§ Stated goal
Count the lines in the items below that contain the string "landing", treating case as significant. Reply with the number alone.

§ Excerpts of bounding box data
-- start --
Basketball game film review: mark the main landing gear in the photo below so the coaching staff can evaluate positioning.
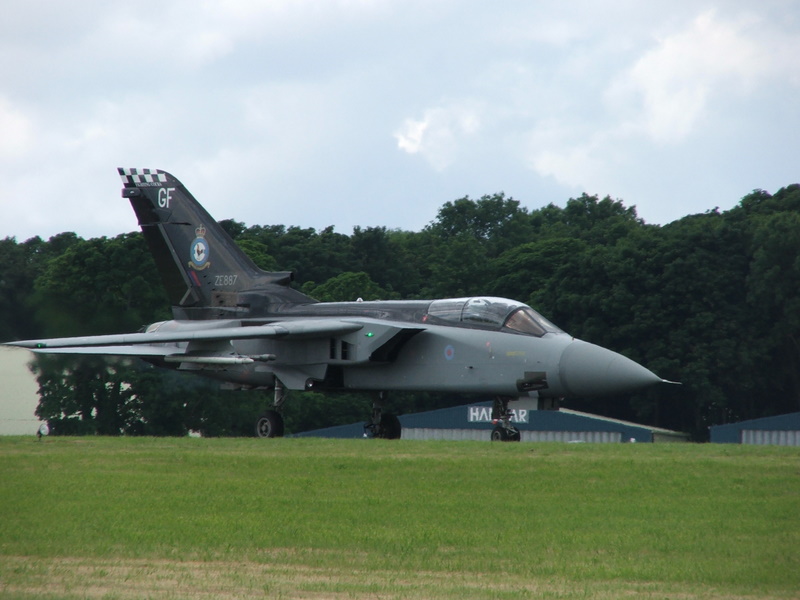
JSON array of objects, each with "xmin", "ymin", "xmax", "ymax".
[
  {"xmin": 256, "ymin": 379, "xmax": 285, "ymax": 437},
  {"xmin": 364, "ymin": 392, "xmax": 403, "ymax": 440},
  {"xmin": 492, "ymin": 396, "xmax": 521, "ymax": 442}
]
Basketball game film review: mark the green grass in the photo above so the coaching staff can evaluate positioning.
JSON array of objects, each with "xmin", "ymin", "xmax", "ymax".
[{"xmin": 0, "ymin": 438, "xmax": 800, "ymax": 598}]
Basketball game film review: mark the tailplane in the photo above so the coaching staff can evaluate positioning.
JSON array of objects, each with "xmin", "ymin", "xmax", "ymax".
[{"xmin": 118, "ymin": 168, "xmax": 315, "ymax": 319}]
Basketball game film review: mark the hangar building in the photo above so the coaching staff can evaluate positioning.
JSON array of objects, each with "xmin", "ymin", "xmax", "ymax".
[
  {"xmin": 297, "ymin": 399, "xmax": 689, "ymax": 443},
  {"xmin": 711, "ymin": 412, "xmax": 800, "ymax": 446}
]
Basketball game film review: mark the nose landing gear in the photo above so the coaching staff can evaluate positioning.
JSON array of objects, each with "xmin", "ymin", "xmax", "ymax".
[{"xmin": 492, "ymin": 396, "xmax": 521, "ymax": 442}]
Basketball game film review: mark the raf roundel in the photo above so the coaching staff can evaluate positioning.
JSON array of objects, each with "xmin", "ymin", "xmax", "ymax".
[{"xmin": 189, "ymin": 225, "xmax": 211, "ymax": 271}]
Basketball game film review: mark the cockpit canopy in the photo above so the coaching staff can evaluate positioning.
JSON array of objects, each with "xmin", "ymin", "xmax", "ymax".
[{"xmin": 428, "ymin": 296, "xmax": 561, "ymax": 337}]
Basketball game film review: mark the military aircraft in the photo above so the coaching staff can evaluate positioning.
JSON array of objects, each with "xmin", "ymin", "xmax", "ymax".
[{"xmin": 3, "ymin": 168, "xmax": 665, "ymax": 441}]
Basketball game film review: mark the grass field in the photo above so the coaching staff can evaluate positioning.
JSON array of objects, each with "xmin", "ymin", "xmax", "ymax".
[{"xmin": 0, "ymin": 437, "xmax": 800, "ymax": 599}]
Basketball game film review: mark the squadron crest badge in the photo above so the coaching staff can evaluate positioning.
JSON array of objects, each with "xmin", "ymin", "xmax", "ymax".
[{"xmin": 189, "ymin": 225, "xmax": 211, "ymax": 271}]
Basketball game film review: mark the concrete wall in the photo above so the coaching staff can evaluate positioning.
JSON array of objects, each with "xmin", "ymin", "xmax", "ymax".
[{"xmin": 0, "ymin": 347, "xmax": 39, "ymax": 435}]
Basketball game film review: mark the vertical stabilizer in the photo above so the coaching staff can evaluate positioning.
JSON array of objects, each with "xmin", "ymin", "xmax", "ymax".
[{"xmin": 118, "ymin": 168, "xmax": 314, "ymax": 319}]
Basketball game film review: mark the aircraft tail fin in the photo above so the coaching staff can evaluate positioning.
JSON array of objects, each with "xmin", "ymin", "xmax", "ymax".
[{"xmin": 118, "ymin": 168, "xmax": 315, "ymax": 319}]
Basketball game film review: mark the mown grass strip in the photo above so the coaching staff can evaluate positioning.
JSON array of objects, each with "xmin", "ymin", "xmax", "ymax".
[{"xmin": 0, "ymin": 438, "xmax": 800, "ymax": 598}]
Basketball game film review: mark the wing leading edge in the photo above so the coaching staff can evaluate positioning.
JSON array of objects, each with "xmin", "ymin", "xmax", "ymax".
[{"xmin": 4, "ymin": 319, "xmax": 363, "ymax": 356}]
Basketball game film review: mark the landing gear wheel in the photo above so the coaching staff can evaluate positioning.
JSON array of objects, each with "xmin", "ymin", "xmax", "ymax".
[
  {"xmin": 364, "ymin": 392, "xmax": 403, "ymax": 440},
  {"xmin": 256, "ymin": 410, "xmax": 283, "ymax": 437},
  {"xmin": 492, "ymin": 425, "xmax": 522, "ymax": 442},
  {"xmin": 492, "ymin": 396, "xmax": 522, "ymax": 442},
  {"xmin": 375, "ymin": 413, "xmax": 403, "ymax": 440}
]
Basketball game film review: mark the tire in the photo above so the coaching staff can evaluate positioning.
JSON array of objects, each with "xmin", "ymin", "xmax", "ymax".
[
  {"xmin": 492, "ymin": 425, "xmax": 508, "ymax": 442},
  {"xmin": 377, "ymin": 413, "xmax": 403, "ymax": 440},
  {"xmin": 256, "ymin": 410, "xmax": 283, "ymax": 438}
]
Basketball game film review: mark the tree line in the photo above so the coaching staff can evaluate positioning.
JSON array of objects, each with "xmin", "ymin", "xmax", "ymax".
[{"xmin": 0, "ymin": 184, "xmax": 800, "ymax": 439}]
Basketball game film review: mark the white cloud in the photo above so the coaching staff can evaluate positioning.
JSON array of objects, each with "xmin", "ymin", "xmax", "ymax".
[
  {"xmin": 0, "ymin": 96, "xmax": 34, "ymax": 160},
  {"xmin": 394, "ymin": 105, "xmax": 481, "ymax": 171},
  {"xmin": 606, "ymin": 12, "xmax": 770, "ymax": 143}
]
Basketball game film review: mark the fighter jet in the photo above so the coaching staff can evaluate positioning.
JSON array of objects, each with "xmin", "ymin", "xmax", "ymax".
[{"xmin": 3, "ymin": 168, "xmax": 665, "ymax": 441}]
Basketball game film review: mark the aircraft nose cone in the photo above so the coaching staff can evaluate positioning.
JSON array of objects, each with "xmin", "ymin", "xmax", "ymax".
[{"xmin": 559, "ymin": 340, "xmax": 663, "ymax": 397}]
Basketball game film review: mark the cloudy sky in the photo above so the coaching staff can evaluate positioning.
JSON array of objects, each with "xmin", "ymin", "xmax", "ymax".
[{"xmin": 0, "ymin": 0, "xmax": 800, "ymax": 241}]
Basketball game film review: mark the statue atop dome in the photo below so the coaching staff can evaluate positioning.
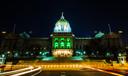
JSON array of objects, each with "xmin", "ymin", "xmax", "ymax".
[{"xmin": 54, "ymin": 12, "xmax": 71, "ymax": 33}]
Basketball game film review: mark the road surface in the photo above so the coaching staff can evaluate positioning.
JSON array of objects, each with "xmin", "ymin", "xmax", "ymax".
[{"xmin": 30, "ymin": 68, "xmax": 115, "ymax": 76}]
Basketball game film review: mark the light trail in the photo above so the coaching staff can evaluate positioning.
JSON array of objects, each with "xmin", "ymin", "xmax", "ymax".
[
  {"xmin": 31, "ymin": 70, "xmax": 42, "ymax": 76},
  {"xmin": 10, "ymin": 67, "xmax": 41, "ymax": 76},
  {"xmin": 82, "ymin": 65, "xmax": 124, "ymax": 76},
  {"xmin": 0, "ymin": 66, "xmax": 34, "ymax": 76}
]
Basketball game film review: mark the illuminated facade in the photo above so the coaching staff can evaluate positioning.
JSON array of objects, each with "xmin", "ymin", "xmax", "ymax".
[
  {"xmin": 0, "ymin": 13, "xmax": 123, "ymax": 57},
  {"xmin": 52, "ymin": 13, "xmax": 73, "ymax": 57}
]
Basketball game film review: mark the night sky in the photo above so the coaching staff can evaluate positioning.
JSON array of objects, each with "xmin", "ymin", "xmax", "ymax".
[{"xmin": 0, "ymin": 0, "xmax": 128, "ymax": 37}]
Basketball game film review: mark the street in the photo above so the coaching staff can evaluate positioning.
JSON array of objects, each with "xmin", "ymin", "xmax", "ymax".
[{"xmin": 33, "ymin": 68, "xmax": 115, "ymax": 76}]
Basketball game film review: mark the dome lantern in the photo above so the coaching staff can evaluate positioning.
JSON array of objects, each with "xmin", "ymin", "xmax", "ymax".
[{"xmin": 54, "ymin": 12, "xmax": 71, "ymax": 33}]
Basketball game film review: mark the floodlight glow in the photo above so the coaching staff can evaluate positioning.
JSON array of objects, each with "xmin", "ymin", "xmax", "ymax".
[
  {"xmin": 54, "ymin": 14, "xmax": 71, "ymax": 32},
  {"xmin": 53, "ymin": 49, "xmax": 73, "ymax": 57}
]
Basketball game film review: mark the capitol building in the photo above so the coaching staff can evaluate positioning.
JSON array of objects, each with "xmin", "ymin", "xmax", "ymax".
[{"xmin": 0, "ymin": 13, "xmax": 123, "ymax": 57}]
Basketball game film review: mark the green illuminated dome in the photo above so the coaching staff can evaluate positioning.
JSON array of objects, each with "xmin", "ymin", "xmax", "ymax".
[{"xmin": 54, "ymin": 13, "xmax": 71, "ymax": 32}]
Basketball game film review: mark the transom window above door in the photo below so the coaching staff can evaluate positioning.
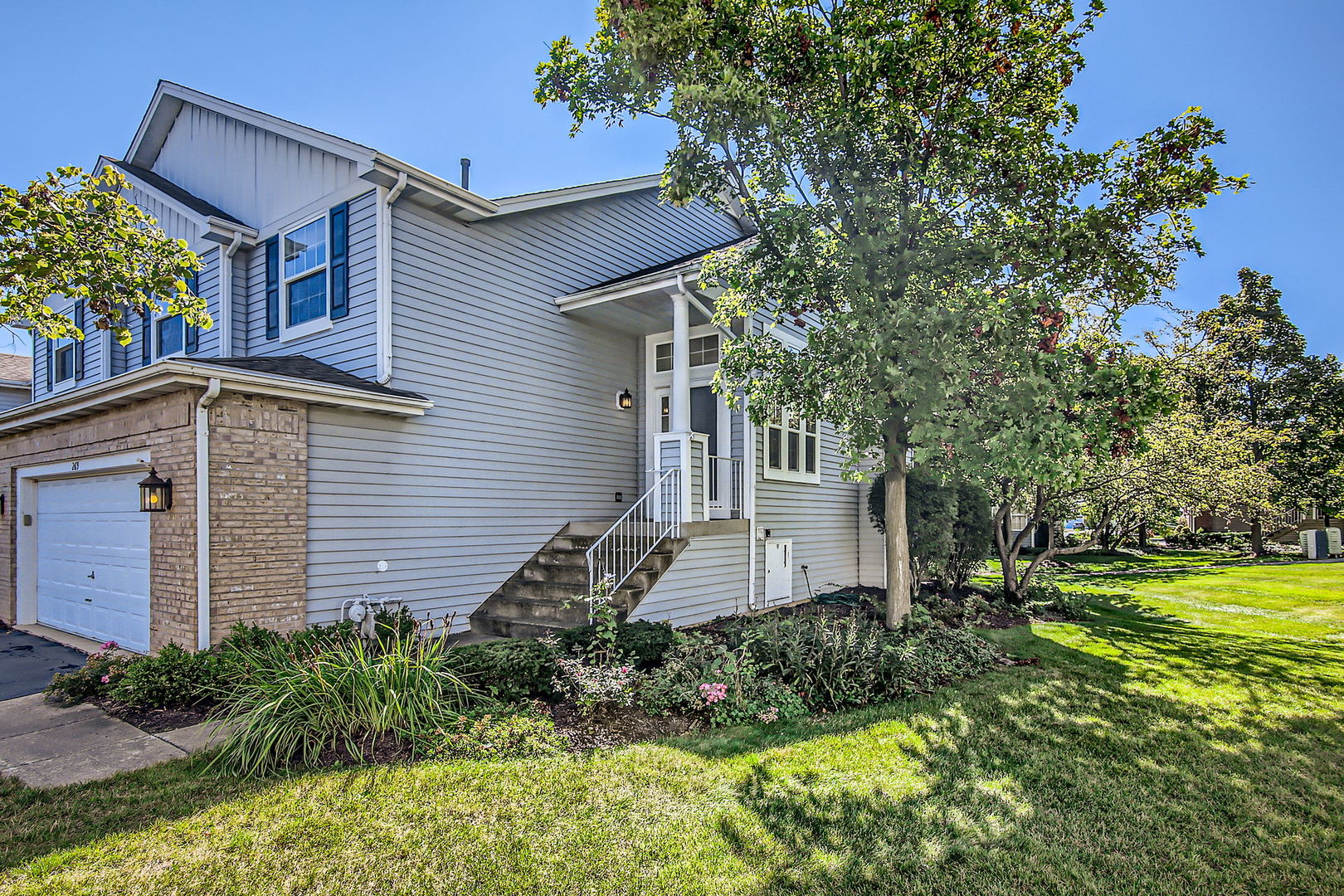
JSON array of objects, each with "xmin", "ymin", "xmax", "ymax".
[
  {"xmin": 765, "ymin": 411, "xmax": 821, "ymax": 482},
  {"xmin": 653, "ymin": 334, "xmax": 719, "ymax": 373}
]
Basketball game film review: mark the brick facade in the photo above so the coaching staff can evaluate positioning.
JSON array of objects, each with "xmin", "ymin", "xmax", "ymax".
[{"xmin": 0, "ymin": 388, "xmax": 308, "ymax": 649}]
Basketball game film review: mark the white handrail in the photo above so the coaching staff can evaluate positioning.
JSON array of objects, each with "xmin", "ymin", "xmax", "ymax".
[{"xmin": 585, "ymin": 467, "xmax": 681, "ymax": 597}]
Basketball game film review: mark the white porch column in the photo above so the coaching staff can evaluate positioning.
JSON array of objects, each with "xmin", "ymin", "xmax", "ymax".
[{"xmin": 670, "ymin": 290, "xmax": 691, "ymax": 432}]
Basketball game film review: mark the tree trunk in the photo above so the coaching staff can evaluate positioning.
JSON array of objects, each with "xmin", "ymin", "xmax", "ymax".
[{"xmin": 883, "ymin": 418, "xmax": 914, "ymax": 629}]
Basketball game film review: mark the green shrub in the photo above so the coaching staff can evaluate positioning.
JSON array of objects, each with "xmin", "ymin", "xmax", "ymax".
[
  {"xmin": 110, "ymin": 644, "xmax": 221, "ymax": 709},
  {"xmin": 449, "ymin": 638, "xmax": 558, "ymax": 703},
  {"xmin": 733, "ymin": 614, "xmax": 997, "ymax": 711},
  {"xmin": 43, "ymin": 640, "xmax": 136, "ymax": 703},
  {"xmin": 869, "ymin": 467, "xmax": 995, "ymax": 590},
  {"xmin": 637, "ymin": 634, "xmax": 808, "ymax": 725},
  {"xmin": 555, "ymin": 621, "xmax": 677, "ymax": 670},
  {"xmin": 215, "ymin": 638, "xmax": 477, "ymax": 775},
  {"xmin": 416, "ymin": 713, "xmax": 570, "ymax": 759}
]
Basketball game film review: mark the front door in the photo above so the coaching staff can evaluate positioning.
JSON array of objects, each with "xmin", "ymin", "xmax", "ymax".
[{"xmin": 765, "ymin": 538, "xmax": 793, "ymax": 606}]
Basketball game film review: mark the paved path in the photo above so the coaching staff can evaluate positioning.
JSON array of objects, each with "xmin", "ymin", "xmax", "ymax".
[
  {"xmin": 0, "ymin": 629, "xmax": 86, "ymax": 700},
  {"xmin": 0, "ymin": 694, "xmax": 226, "ymax": 787}
]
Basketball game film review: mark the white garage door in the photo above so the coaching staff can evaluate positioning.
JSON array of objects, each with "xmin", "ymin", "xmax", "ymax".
[{"xmin": 37, "ymin": 473, "xmax": 149, "ymax": 651}]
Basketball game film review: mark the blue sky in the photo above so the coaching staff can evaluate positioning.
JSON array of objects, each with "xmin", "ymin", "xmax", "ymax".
[{"xmin": 0, "ymin": 0, "xmax": 1344, "ymax": 354}]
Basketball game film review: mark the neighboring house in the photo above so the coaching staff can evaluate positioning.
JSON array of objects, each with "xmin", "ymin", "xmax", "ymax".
[
  {"xmin": 0, "ymin": 354, "xmax": 32, "ymax": 411},
  {"xmin": 0, "ymin": 83, "xmax": 882, "ymax": 650}
]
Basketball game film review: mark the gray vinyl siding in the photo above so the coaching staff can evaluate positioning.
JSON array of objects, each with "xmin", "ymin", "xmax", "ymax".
[
  {"xmin": 125, "ymin": 187, "xmax": 200, "ymax": 247},
  {"xmin": 752, "ymin": 423, "xmax": 863, "ymax": 601},
  {"xmin": 234, "ymin": 191, "xmax": 377, "ymax": 379},
  {"xmin": 308, "ymin": 192, "xmax": 744, "ymax": 625},
  {"xmin": 631, "ymin": 532, "xmax": 752, "ymax": 626},
  {"xmin": 153, "ymin": 104, "xmax": 358, "ymax": 229}
]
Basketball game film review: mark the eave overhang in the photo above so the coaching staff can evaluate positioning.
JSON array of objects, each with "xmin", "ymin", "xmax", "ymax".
[{"xmin": 0, "ymin": 360, "xmax": 434, "ymax": 436}]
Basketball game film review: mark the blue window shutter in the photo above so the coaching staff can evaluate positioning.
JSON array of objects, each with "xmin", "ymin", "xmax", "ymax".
[
  {"xmin": 331, "ymin": 202, "xmax": 349, "ymax": 319},
  {"xmin": 75, "ymin": 302, "xmax": 87, "ymax": 380},
  {"xmin": 183, "ymin": 274, "xmax": 200, "ymax": 354},
  {"xmin": 139, "ymin": 309, "xmax": 154, "ymax": 367},
  {"xmin": 266, "ymin": 236, "xmax": 280, "ymax": 338}
]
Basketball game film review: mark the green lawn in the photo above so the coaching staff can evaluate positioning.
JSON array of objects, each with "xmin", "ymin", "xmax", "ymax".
[
  {"xmin": 977, "ymin": 549, "xmax": 1300, "ymax": 582},
  {"xmin": 0, "ymin": 564, "xmax": 1344, "ymax": 896}
]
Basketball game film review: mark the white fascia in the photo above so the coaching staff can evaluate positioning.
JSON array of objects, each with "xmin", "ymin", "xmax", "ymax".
[{"xmin": 0, "ymin": 358, "xmax": 434, "ymax": 436}]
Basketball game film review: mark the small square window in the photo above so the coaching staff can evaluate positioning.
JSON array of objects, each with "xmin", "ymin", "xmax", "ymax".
[
  {"xmin": 285, "ymin": 217, "xmax": 327, "ymax": 280},
  {"xmin": 154, "ymin": 314, "xmax": 187, "ymax": 358}
]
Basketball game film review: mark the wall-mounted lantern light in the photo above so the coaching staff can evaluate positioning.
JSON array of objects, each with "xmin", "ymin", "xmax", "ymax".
[{"xmin": 139, "ymin": 467, "xmax": 172, "ymax": 514}]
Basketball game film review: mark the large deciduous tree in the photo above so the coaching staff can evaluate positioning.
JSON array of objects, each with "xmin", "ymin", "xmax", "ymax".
[
  {"xmin": 536, "ymin": 0, "xmax": 1244, "ymax": 625},
  {"xmin": 1181, "ymin": 267, "xmax": 1344, "ymax": 553},
  {"xmin": 0, "ymin": 167, "xmax": 211, "ymax": 344}
]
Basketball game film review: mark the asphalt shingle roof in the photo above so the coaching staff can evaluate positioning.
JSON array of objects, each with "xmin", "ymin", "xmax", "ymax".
[{"xmin": 180, "ymin": 354, "xmax": 425, "ymax": 401}]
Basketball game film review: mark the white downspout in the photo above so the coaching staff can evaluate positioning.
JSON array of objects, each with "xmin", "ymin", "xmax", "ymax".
[
  {"xmin": 375, "ymin": 171, "xmax": 406, "ymax": 386},
  {"xmin": 219, "ymin": 231, "xmax": 243, "ymax": 358},
  {"xmin": 197, "ymin": 377, "xmax": 222, "ymax": 650}
]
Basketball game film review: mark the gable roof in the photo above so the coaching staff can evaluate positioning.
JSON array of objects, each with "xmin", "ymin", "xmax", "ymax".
[
  {"xmin": 104, "ymin": 156, "xmax": 247, "ymax": 227},
  {"xmin": 0, "ymin": 354, "xmax": 32, "ymax": 382}
]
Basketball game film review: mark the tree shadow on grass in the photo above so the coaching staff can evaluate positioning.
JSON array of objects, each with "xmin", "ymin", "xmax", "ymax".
[
  {"xmin": 0, "ymin": 757, "xmax": 278, "ymax": 869},
  {"xmin": 699, "ymin": 619, "xmax": 1344, "ymax": 894}
]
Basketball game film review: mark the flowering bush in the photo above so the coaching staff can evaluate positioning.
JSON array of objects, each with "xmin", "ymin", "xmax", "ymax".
[
  {"xmin": 639, "ymin": 634, "xmax": 806, "ymax": 725},
  {"xmin": 555, "ymin": 657, "xmax": 640, "ymax": 712},
  {"xmin": 43, "ymin": 640, "xmax": 137, "ymax": 703}
]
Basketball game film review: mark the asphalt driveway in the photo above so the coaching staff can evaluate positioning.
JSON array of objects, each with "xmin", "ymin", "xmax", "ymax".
[{"xmin": 0, "ymin": 629, "xmax": 87, "ymax": 700}]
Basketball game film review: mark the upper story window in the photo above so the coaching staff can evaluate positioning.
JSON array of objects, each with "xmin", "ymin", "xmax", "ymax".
[
  {"xmin": 653, "ymin": 334, "xmax": 719, "ymax": 373},
  {"xmin": 154, "ymin": 314, "xmax": 187, "ymax": 358},
  {"xmin": 265, "ymin": 202, "xmax": 349, "ymax": 338},
  {"xmin": 51, "ymin": 338, "xmax": 76, "ymax": 384},
  {"xmin": 285, "ymin": 215, "xmax": 327, "ymax": 326},
  {"xmin": 765, "ymin": 411, "xmax": 821, "ymax": 482}
]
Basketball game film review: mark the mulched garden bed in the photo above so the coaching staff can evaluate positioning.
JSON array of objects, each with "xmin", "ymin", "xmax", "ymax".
[
  {"xmin": 543, "ymin": 703, "xmax": 704, "ymax": 752},
  {"xmin": 87, "ymin": 697, "xmax": 214, "ymax": 735}
]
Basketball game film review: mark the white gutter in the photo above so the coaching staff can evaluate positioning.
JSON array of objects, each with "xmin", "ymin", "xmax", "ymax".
[
  {"xmin": 0, "ymin": 358, "xmax": 434, "ymax": 434},
  {"xmin": 197, "ymin": 377, "xmax": 223, "ymax": 650},
  {"xmin": 219, "ymin": 230, "xmax": 243, "ymax": 358},
  {"xmin": 375, "ymin": 171, "xmax": 407, "ymax": 386}
]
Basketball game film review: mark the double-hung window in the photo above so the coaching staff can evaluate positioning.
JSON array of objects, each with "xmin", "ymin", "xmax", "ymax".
[
  {"xmin": 51, "ymin": 338, "xmax": 78, "ymax": 384},
  {"xmin": 765, "ymin": 411, "xmax": 821, "ymax": 482},
  {"xmin": 282, "ymin": 215, "xmax": 327, "ymax": 330},
  {"xmin": 265, "ymin": 202, "xmax": 349, "ymax": 338}
]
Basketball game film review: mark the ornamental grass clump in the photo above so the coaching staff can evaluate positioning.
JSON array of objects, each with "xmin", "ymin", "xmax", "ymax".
[{"xmin": 215, "ymin": 635, "xmax": 475, "ymax": 775}]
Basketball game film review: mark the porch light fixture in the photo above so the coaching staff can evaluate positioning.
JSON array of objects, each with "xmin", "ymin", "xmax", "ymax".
[{"xmin": 139, "ymin": 467, "xmax": 172, "ymax": 514}]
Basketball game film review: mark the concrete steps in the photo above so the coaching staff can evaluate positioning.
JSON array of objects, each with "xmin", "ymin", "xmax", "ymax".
[{"xmin": 470, "ymin": 523, "xmax": 687, "ymax": 638}]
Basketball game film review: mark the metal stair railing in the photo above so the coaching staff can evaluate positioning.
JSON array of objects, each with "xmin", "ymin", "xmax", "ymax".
[{"xmin": 585, "ymin": 467, "xmax": 681, "ymax": 597}]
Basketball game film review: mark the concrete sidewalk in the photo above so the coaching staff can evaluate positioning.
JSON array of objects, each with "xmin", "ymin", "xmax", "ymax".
[{"xmin": 0, "ymin": 694, "xmax": 226, "ymax": 787}]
-- end --
§ Result below
3